Start of Records shown

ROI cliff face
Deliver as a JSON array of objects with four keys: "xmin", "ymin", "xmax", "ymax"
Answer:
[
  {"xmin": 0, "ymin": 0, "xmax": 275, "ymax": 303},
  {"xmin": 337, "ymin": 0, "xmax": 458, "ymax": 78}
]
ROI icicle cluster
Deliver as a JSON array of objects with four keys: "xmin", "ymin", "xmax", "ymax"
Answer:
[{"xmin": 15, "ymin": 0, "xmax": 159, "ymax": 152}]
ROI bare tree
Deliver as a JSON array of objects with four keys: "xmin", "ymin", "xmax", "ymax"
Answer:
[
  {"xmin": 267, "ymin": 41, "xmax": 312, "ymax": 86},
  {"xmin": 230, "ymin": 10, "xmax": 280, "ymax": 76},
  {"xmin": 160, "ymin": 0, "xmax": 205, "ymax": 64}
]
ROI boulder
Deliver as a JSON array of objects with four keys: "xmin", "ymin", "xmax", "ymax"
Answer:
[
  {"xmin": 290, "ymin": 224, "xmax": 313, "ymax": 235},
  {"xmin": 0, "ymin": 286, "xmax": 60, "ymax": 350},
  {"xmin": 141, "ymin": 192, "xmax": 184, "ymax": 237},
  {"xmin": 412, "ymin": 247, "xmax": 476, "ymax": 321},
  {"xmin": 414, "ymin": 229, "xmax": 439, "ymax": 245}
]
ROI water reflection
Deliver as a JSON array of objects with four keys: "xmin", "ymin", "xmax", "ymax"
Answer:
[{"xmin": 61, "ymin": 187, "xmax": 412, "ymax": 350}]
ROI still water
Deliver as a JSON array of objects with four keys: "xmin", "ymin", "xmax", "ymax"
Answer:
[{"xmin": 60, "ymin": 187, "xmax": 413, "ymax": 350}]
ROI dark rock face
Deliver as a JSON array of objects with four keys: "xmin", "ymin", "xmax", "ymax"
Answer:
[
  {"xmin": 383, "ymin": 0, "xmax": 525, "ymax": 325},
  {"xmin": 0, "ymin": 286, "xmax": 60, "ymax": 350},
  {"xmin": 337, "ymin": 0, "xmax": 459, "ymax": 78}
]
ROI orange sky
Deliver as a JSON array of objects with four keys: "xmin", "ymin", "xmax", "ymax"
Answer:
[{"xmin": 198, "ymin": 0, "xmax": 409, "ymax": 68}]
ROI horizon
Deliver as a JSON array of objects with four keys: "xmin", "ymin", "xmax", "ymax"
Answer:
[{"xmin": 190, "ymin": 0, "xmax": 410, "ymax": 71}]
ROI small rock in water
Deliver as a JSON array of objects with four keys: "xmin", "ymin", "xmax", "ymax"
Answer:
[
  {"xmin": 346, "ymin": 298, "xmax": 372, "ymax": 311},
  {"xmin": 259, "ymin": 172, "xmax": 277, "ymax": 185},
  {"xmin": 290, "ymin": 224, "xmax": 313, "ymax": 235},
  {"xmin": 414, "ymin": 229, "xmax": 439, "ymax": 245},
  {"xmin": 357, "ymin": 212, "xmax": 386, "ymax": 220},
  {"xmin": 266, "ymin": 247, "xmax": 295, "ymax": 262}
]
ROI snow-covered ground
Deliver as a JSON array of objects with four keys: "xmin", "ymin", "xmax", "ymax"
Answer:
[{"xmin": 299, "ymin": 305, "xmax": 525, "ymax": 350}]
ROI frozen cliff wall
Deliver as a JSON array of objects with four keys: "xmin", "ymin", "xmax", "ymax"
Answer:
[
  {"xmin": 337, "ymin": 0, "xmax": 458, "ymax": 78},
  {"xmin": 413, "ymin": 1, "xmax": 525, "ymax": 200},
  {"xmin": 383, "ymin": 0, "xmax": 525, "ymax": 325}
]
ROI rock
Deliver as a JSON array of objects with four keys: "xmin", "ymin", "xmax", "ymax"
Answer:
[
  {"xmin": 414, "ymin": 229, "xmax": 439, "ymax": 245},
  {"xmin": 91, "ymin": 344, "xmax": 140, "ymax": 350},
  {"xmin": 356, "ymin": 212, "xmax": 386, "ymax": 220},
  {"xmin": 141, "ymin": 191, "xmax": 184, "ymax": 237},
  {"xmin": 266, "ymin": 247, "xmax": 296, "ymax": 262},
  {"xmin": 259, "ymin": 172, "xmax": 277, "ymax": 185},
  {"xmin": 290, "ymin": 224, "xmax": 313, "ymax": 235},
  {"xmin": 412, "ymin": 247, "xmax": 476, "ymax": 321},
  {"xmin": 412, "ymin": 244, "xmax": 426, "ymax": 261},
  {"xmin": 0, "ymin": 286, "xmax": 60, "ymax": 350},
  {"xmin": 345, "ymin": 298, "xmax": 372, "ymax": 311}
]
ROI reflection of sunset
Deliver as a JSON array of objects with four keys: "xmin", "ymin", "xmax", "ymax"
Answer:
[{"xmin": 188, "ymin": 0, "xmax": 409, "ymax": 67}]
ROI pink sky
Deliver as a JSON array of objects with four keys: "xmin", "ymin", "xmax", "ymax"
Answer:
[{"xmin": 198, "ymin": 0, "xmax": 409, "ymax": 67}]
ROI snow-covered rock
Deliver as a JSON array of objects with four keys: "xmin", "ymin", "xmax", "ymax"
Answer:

End of Records shown

Rewrite all of the material above, changing each "Deliver" to "Return" and leaving everything else as it stands.

| Complete response |
ROI cliff face
Return as a JSON array of objects with four keys: "xmin", "ymin", "xmax", "ymax"
Answer:
[
  {"xmin": 0, "ymin": 0, "xmax": 275, "ymax": 303},
  {"xmin": 337, "ymin": 0, "xmax": 458, "ymax": 78}
]
ROI icicle cluster
Return as a JSON array of objects with four keys: "xmin", "ymin", "xmax", "ymax"
Answer:
[{"xmin": 15, "ymin": 0, "xmax": 159, "ymax": 152}]
ROI bare tree
Return as a JSON array of objects with four keys: "xmin", "ymin", "xmax", "ymax"
Answer:
[
  {"xmin": 267, "ymin": 41, "xmax": 312, "ymax": 86},
  {"xmin": 230, "ymin": 10, "xmax": 280, "ymax": 76},
  {"xmin": 160, "ymin": 0, "xmax": 205, "ymax": 64}
]
ROI boulder
Return as a JSON array of objects with four keys: "xmin", "ymin", "xmax", "ymax"
Answer:
[
  {"xmin": 290, "ymin": 224, "xmax": 313, "ymax": 235},
  {"xmin": 0, "ymin": 286, "xmax": 60, "ymax": 350},
  {"xmin": 141, "ymin": 192, "xmax": 184, "ymax": 237},
  {"xmin": 412, "ymin": 247, "xmax": 476, "ymax": 321},
  {"xmin": 414, "ymin": 229, "xmax": 439, "ymax": 245}
]
ROI water reflection
Return as a JSON array of objects with four keys: "xmin", "ymin", "xmax", "ymax"
Answer:
[{"xmin": 61, "ymin": 187, "xmax": 412, "ymax": 350}]
ROI still water
Return as a JSON array of objects with four keys: "xmin", "ymin", "xmax", "ymax"
Answer:
[{"xmin": 60, "ymin": 187, "xmax": 413, "ymax": 350}]
ROI dark rock face
Return as a JSON array of objects with four keys: "xmin", "ymin", "xmax", "ymax"
Answer:
[
  {"xmin": 383, "ymin": 0, "xmax": 525, "ymax": 325},
  {"xmin": 0, "ymin": 286, "xmax": 60, "ymax": 350},
  {"xmin": 337, "ymin": 0, "xmax": 459, "ymax": 78}
]
ROI orange sky
Return as a JSON array of objects with four keys: "xmin", "ymin", "xmax", "ymax"
Answer:
[{"xmin": 198, "ymin": 0, "xmax": 409, "ymax": 68}]
ROI horizon
Return as a JSON array of objects with four keys: "xmin", "ymin", "xmax", "ymax"
Answer:
[{"xmin": 190, "ymin": 0, "xmax": 410, "ymax": 71}]
ROI small rock in water
Return as a JSON array of objects with four keys: "xmin", "ymin", "xmax", "ymax"
Answer:
[
  {"xmin": 346, "ymin": 298, "xmax": 372, "ymax": 311},
  {"xmin": 259, "ymin": 172, "xmax": 277, "ymax": 185},
  {"xmin": 290, "ymin": 224, "xmax": 313, "ymax": 235},
  {"xmin": 414, "ymin": 229, "xmax": 439, "ymax": 245},
  {"xmin": 357, "ymin": 212, "xmax": 386, "ymax": 220},
  {"xmin": 266, "ymin": 247, "xmax": 295, "ymax": 262}
]
ROI snow-covered ground
Return as a JSON array of objects with four keys: "xmin", "ymin", "xmax", "ymax"
Answer:
[{"xmin": 299, "ymin": 305, "xmax": 525, "ymax": 350}]
ROI frozen cliff wall
Return as a JSON array of objects with four keys: "xmin", "ymin", "xmax", "ymax"
Answer:
[
  {"xmin": 337, "ymin": 0, "xmax": 458, "ymax": 78},
  {"xmin": 413, "ymin": 1, "xmax": 525, "ymax": 200},
  {"xmin": 383, "ymin": 0, "xmax": 525, "ymax": 325}
]
ROI rock
Return as a JSON array of objects with four keys: "xmin", "ymin", "xmax", "ymax"
Answer:
[
  {"xmin": 414, "ymin": 229, "xmax": 439, "ymax": 245},
  {"xmin": 91, "ymin": 344, "xmax": 140, "ymax": 350},
  {"xmin": 356, "ymin": 212, "xmax": 386, "ymax": 220},
  {"xmin": 141, "ymin": 191, "xmax": 184, "ymax": 237},
  {"xmin": 266, "ymin": 247, "xmax": 296, "ymax": 262},
  {"xmin": 259, "ymin": 172, "xmax": 277, "ymax": 185},
  {"xmin": 290, "ymin": 224, "xmax": 313, "ymax": 235},
  {"xmin": 412, "ymin": 247, "xmax": 476, "ymax": 321},
  {"xmin": 412, "ymin": 244, "xmax": 426, "ymax": 261},
  {"xmin": 0, "ymin": 286, "xmax": 60, "ymax": 350},
  {"xmin": 345, "ymin": 298, "xmax": 372, "ymax": 311}
]
ROI reflection of sunset
Return as a JSON array of objects with four keys: "xmin", "ymin", "xmax", "ymax"
Answer:
[{"xmin": 188, "ymin": 0, "xmax": 409, "ymax": 67}]
ROI pink sky
Return as a JSON array of objects with four keys: "xmin", "ymin", "xmax", "ymax"
Answer:
[{"xmin": 198, "ymin": 0, "xmax": 409, "ymax": 67}]
ROI snow-covered rock
Return as a JSON array of objects with four keys: "xmin", "ymin", "xmax", "ymax"
Answer:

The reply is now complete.